──────── Brano da leggere

Cer, Torri: «Qualità dei pannelli per un ritorno degli investimenti»

Quanto è importante, oggi, che un impianto fotovoltaico duri davvero 30 anni? Che continui a produrre energia in modo sicuro, efficiente, affidabile? È una domanda semplice, ma spesso trascurata in un mercato che guarda troppo all’efficienza iniziale e troppo poco alla durata reale. Eppure, i dati parlano chiaro. Secondo Clean Energy Associates, il 76% degli impianti fotovoltaici ispezionati presenta microfratture nelle celle al silicio. Sono danni invisibili a occhio nudo, ma molto concreti: causano hotspot, cali di rendimento e, nei casi peggiori, rischio incendio. E il 93% degli impianti analizzati mostra almeno un problema grave di sicurezza.
Le cause
Perché accade? Perché il mercato ha corso troppo veloce, o forse nella direzione sbagliata. La corsa al ribasso dei prezzi ha portato alla diffusione di pannelli fotovoltaici sempre più fragili: vetri frontali da 2 mm, cornici poco dense, materiali nuovi ma non testati sul lungo periodo. In alcuni impianti, il 50% dei pannelli ha smesso di produrre entro i primi 9 mesi, senza eventi meteorologici estremi. Anche i test standard non bastano. I moduli oggi in commercio superano i requisiti normativi, ma secondo il PV Module Index 2025, solo 6 pannelli su 45 hanno superato i test avanzati di stress meccanico, UV e grandine.
Questo vuol dire che oltre l’87% dei prodotti sul mercato potrebbe non essere pronto per affrontare 30 anni di lavoro. Le conseguenze sono reali: economiche, ambientali, reputazionali. Uno studio dell’Ecole Polytechnique Fédérale de Lausanne dimostra che un tasso di degrado dell’1,5% all’anno può azzerare il ritorno economico di un impianto, cancellando anche il beneficio ambientale del fotovoltaico. Ho scelto da anni un’altra strada: quella di assemblare pannelli fotovoltaici di ultima generazione con focus sulla robustezza e sicurezza. Con la tecnologia Prisma 4.0 utilizziamo vetro prismatico temperato da 4 mm, polimeri Poe e processo di incapsulamento avanzato del circuito.

────────────────

Attività da svolgere →
(A) Riscrivi come elenco puntato il paragrafo del testo sui pannelli fotovoltaici che inizia con «Perché accade?», conservandone i fatti principali.
(B) Scrivi il seguito del testo sui pannelli fotovoltaici, riprendendo subito dopo l'ultima frase.

──────── Sezione dati

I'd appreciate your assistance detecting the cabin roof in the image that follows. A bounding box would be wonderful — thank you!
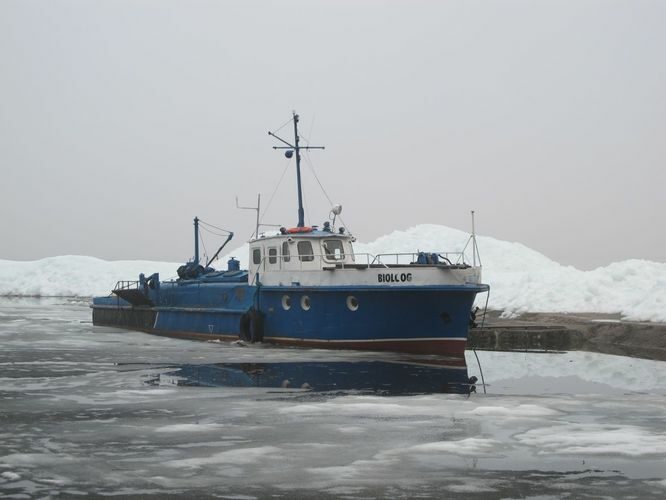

────────────────

Risposte alle attività →
(A)
- Il mercato è andato troppo veloce, o forse nella direzione sbagliata.
- La corsa al ribasso dei prezzi ha diffuso pannelli sempre più fragili: vetri frontali da 2 mm, cornici poco dense, materiali nuovi non testati sul lungo periodo.
- In alcuni impianti il 50% dei pannelli ha smesso di produrre entro i primi 9 mesi, senza eventi meteorologici estremi.
- I test standard non bastano: i moduli in commercio superano i requisiti normativi, ma secondo il PV Module Index 2025 solo 6 pannelli su 45 hanno superato i test avanzati di stress meccanico, UV e grandine.

(B)
Soluzioni
I moduli resistono a carichi estremi e a grandine di grande diametro, con prestazioni al 87,4% dopo 30 anni. Ma non è solo una questione di prodotti. È anche una questione di sistema. Oggi le Comunità Energetiche Rinnovabili sono chiamate a diventare un motore di sviluppo per i territori. Hanno l’efficienza della rete nel Dna, perché nascono all’interno della stessa cabina primaria, e possono autoregolarsi valorizzando le peculiarità locali.
Ma proprio per questo non possiamo permetterci di creare sistemi virtuosi come le Cer e poi inciampare in problemi tecnici di produzione o gestione. Lo spunto che voglio offrire è semplice ma urgente: serve centralizzare anche la governance tecnica delle comunità energetiche, così come abbiamo imparato a centralizzare la visione progettuale e amministrativa. E serve farlo oggi, evitando la trappola dei prodotti cheap e delle scelte a breve termine.